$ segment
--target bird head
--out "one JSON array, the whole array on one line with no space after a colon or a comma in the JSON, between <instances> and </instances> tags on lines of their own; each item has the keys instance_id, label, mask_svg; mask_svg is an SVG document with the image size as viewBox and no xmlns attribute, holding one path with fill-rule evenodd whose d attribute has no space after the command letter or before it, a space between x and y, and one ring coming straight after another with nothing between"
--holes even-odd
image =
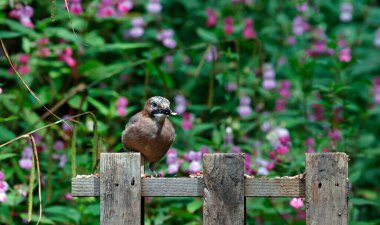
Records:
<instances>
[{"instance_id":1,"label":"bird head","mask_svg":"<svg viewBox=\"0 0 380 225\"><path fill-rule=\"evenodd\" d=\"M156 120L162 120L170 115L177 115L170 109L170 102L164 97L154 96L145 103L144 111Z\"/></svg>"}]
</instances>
* * *
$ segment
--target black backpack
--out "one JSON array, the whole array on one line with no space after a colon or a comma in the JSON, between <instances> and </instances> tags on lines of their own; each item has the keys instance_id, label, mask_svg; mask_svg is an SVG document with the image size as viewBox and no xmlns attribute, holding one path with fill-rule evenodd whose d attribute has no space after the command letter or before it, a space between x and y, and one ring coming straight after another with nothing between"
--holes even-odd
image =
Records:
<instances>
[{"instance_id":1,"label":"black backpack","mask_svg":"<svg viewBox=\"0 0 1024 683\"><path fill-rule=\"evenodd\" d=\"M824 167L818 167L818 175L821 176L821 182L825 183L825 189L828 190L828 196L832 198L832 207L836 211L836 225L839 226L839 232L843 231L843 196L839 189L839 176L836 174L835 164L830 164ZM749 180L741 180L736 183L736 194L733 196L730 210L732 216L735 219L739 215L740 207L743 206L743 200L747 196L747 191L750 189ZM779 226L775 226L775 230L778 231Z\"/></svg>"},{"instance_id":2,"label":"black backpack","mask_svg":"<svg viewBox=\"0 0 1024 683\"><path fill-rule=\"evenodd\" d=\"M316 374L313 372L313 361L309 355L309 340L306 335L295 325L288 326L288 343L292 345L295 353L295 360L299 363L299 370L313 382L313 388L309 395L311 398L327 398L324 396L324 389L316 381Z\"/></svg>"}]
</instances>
* * *
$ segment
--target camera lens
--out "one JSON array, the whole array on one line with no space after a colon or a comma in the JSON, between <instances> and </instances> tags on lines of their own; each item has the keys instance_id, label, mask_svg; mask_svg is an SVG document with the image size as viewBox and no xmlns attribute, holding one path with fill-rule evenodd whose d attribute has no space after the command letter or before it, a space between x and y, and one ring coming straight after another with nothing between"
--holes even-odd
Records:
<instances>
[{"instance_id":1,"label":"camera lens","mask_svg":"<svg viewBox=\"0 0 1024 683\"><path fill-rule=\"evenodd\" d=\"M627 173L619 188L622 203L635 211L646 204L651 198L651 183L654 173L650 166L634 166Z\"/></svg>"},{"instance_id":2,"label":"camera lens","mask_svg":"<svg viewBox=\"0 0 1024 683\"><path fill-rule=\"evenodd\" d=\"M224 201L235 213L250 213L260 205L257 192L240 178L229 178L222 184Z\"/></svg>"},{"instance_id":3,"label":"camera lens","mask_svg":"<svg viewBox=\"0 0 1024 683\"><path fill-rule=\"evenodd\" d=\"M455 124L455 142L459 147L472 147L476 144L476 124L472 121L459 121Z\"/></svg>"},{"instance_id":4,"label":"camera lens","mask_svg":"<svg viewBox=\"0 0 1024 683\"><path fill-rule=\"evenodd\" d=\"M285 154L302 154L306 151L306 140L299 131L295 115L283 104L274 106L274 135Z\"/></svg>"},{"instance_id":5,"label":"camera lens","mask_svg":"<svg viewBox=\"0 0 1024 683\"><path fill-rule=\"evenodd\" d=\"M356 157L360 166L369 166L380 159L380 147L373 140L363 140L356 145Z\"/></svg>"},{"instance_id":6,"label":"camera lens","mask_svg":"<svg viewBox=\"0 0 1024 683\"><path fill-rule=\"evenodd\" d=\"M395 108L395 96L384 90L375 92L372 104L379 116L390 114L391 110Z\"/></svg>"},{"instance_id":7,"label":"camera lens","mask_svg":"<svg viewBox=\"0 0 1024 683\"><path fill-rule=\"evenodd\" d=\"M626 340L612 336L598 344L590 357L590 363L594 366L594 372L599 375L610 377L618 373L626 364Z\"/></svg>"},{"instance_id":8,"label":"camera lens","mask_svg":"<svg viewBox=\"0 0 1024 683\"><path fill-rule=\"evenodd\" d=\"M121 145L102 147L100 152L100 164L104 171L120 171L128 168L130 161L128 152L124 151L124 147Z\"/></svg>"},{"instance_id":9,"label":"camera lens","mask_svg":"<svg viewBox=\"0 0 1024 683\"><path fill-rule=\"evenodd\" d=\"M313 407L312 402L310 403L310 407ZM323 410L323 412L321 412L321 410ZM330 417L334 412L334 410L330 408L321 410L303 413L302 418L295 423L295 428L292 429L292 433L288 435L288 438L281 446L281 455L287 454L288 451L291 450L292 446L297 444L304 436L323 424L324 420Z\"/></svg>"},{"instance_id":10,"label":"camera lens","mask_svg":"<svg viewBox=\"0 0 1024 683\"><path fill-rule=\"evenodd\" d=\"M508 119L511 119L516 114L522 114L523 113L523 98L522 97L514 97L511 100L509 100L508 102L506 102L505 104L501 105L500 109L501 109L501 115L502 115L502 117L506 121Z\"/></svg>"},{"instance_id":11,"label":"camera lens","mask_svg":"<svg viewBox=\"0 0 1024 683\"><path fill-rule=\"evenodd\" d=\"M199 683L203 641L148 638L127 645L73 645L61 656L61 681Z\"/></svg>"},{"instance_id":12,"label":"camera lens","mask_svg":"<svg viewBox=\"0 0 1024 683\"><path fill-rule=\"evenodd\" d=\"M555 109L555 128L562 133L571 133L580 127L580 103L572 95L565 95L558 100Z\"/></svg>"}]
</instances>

> [Problem requirements] If the word "target" appears in a line above, copy that line.

> [Finished exercise]
--target bird head
--target black backpack
--target camera lens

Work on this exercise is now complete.